# [WHAT THE TASK REQUIRES]
What you return has to match the listing below line for line.

# [TASK MATERIAL]

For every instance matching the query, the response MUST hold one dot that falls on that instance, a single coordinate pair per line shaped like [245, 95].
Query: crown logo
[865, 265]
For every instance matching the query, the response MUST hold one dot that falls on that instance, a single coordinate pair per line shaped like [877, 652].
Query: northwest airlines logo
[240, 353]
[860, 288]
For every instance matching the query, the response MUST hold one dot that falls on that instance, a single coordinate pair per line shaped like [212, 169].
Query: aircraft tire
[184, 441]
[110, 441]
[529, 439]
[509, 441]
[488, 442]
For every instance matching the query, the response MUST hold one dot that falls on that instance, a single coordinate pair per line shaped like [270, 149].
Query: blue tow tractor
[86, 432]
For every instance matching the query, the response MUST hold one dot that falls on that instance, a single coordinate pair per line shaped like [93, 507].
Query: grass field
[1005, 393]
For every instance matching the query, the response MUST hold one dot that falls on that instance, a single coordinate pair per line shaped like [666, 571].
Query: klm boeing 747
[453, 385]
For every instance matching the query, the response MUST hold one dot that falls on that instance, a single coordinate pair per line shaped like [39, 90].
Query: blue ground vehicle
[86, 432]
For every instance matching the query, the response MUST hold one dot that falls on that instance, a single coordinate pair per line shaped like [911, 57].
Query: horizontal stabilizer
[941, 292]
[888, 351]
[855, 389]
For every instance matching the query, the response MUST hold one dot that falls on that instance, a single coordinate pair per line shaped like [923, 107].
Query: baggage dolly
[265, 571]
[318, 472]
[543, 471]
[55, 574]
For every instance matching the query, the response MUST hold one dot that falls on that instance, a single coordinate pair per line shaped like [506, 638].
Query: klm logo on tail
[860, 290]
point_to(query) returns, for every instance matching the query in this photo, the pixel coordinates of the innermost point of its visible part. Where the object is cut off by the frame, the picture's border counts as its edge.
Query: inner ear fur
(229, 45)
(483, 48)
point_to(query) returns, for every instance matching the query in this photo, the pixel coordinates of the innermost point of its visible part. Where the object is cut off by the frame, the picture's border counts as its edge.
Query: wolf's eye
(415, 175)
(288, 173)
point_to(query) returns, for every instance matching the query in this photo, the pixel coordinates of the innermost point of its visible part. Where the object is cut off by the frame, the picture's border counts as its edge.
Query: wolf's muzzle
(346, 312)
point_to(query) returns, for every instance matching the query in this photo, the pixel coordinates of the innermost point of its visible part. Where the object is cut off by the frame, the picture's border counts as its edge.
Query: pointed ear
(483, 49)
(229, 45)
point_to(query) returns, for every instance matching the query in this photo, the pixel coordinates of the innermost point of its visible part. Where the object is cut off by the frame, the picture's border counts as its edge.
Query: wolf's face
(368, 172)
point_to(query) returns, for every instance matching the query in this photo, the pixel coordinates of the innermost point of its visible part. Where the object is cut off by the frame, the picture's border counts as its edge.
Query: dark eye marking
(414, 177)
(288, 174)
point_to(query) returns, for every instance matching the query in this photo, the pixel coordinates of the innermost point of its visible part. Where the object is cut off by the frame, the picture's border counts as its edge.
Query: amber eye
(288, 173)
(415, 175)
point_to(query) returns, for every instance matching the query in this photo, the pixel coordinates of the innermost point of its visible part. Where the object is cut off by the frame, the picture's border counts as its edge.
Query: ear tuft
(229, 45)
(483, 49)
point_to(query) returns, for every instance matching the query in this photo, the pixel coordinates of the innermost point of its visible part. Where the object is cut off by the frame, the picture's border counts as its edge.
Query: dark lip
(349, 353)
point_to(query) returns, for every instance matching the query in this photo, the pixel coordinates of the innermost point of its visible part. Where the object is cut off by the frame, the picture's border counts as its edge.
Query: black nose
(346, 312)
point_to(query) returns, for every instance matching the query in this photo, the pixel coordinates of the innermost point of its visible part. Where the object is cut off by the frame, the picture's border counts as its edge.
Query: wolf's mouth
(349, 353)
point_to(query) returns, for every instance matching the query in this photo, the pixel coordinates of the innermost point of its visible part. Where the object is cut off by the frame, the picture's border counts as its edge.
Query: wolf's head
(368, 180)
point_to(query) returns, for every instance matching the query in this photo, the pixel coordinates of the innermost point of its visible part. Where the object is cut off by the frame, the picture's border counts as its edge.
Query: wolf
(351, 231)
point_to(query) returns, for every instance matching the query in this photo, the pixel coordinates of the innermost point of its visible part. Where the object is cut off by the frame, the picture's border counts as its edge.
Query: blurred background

# [ANSWER BELOW]
For every instance matching the query, the response MUST hold one dot that falls on that instance, a single coordinate pair per line shaped like [245, 95].
Query: crown logo
[865, 265]
For every instance matching the query, the response MUST hold one dot that falls on that instance, a single coordinate pair per line shaped like [877, 652].
Query: northwest airlines logo
[240, 353]
[860, 288]
For every instance matching the query, the response MUST hold one dot that falls on that instance, a single coordinate pair per line shaped like [212, 169].
Query: aircraft tire
[184, 441]
[110, 441]
[529, 439]
[509, 441]
[488, 442]
For every instance matching the query, the response MUST hold one dot that falls on that instance, a single coordinate pair per line shaped like [270, 149].
Query: blue tow tractor
[86, 432]
For every instance matching the query, the response MUST hold one dot that falls on that instance, a single coordinate pair per line shaped like [93, 507].
Query: grass field
[1005, 393]
For every instance matching the query, the response MUST hold one dot that falls on that instance, a single coordinate pair per line shaped like [666, 571].
Query: klm boeing 747
[453, 385]
For every instance matching the query, the response MUST hold one dot that falls on that instance, a single coordinate pair per line shaped like [39, 90].
Query: blue ground vehicle
[86, 432]
For every instance matching the query, the response MUST hold one dot that falls on that instance, a single coordinate pair per line shaped like [911, 57].
Query: horizontal stabilizer
[941, 292]
[888, 351]
[855, 389]
For every instance matching the query, the response MUST hold one dot that falls on that instance, a single coordinate pair per line shaped like [923, 107].
Query: baggage dolly
[265, 571]
[318, 472]
[543, 471]
[55, 574]
For every instance matching the query, the response MUST hold one dot that falls on that instance, a single coordinate pair per line shaped like [506, 638].
Query: klm logo on tail
[860, 290]
point_to(query) returns, for every instance matching the query in this photo, the pixel coordinates of the innermost point of its visible part. Where the object is cut off by the frame, the picture's border counts as its edge.
Query: inner ear fur
(229, 45)
(483, 48)
point_to(query) returns, for every instance matching the query in this photo, the pixel coordinates of the innermost point of its visible part. Where the object is cut off by the frame, the picture's border counts as its edge.
Query: wolf's eye
(415, 175)
(288, 173)
point_to(query) returns, for every instance matching the query in this photo, the pixel coordinates of the innermost point of its visible part. Where the object is cut off by the frame, the picture's border counts as its edge.
Query: wolf's muzzle
(346, 312)
point_to(query) returns, for every instance matching the query in this photo, the pixel coordinates of the innermost point of its visible part. Where the object is cut off by the frame, the picture's border counts as its edge.
Query: pointed ear
(483, 49)
(229, 45)
point_to(query) returns, for every instance matching the query in this photo, the pixel coordinates of the innermost point of its visible part. Where the object is cut off by the frame, the picture's border counts as its edge.
Query: wolf's face
(368, 172)
point_to(query) returns, for every instance matching the query in this photo, the pixel coordinates of the innermost point of its visible part. Where the object is cut off by the frame, the picture's border counts as its edge.
Query: dark eye marking
(414, 177)
(288, 174)
point_to(query) returns, for every instance matching the query in this photo, the pixel coordinates of the innermost point of its visible part. Where the object is cut off by the frame, the picture's border counts as its edge.
Query: amber eye
(288, 173)
(415, 175)
point_to(query) returns, for every instance matching the query in this photo, the pixel coordinates of the innermost point of its visible part. Where the object is cut off by the frame, the picture's border counts as its edge.
Query: ear tuft
(229, 45)
(483, 49)
point_to(query) returns, for every instance matching the query in this photo, the pixel coordinates of the innermost point of its visible part. Where the object is cut off by the frame, the picture's border counts as its edge.
Query: dark lip
(349, 353)
point_to(query) returns, for every instance matching the query in this photo, the pixel coordinates of the innermost point of its visible part. Where the object is cut off by the frame, the picture's border counts as its edge.
Query: black nose
(346, 312)
point_to(query) returns, for every instance matching the query in this photo, the pixel coordinates of the innermost point of its visible part. Where the object is cut off by the frame, the picture's border counts as its edge.
Query: wolf's mouth
(349, 353)
point_to(query) returns, for every instance matching the query in this photo, the pixel coordinates of the innermost point of its visible part. Where the object is cut off by the frame, the picture's border counts as its edge.
Query: wolf's head
(368, 180)
point_to(query) returns, for every instance matching the query in this photo, the pixel coordinates of the innermost point of its visible part. Where the object is cut off by the frame, the picture's border counts as its edge.
Query: wolf
(351, 231)
point_to(query) returns, for every instance matching the query in this photo, the pixel coordinates of the innermost point of its visible part. Where the object is cut off by the frame, the picture's border counts as its edge.
Query: blurred background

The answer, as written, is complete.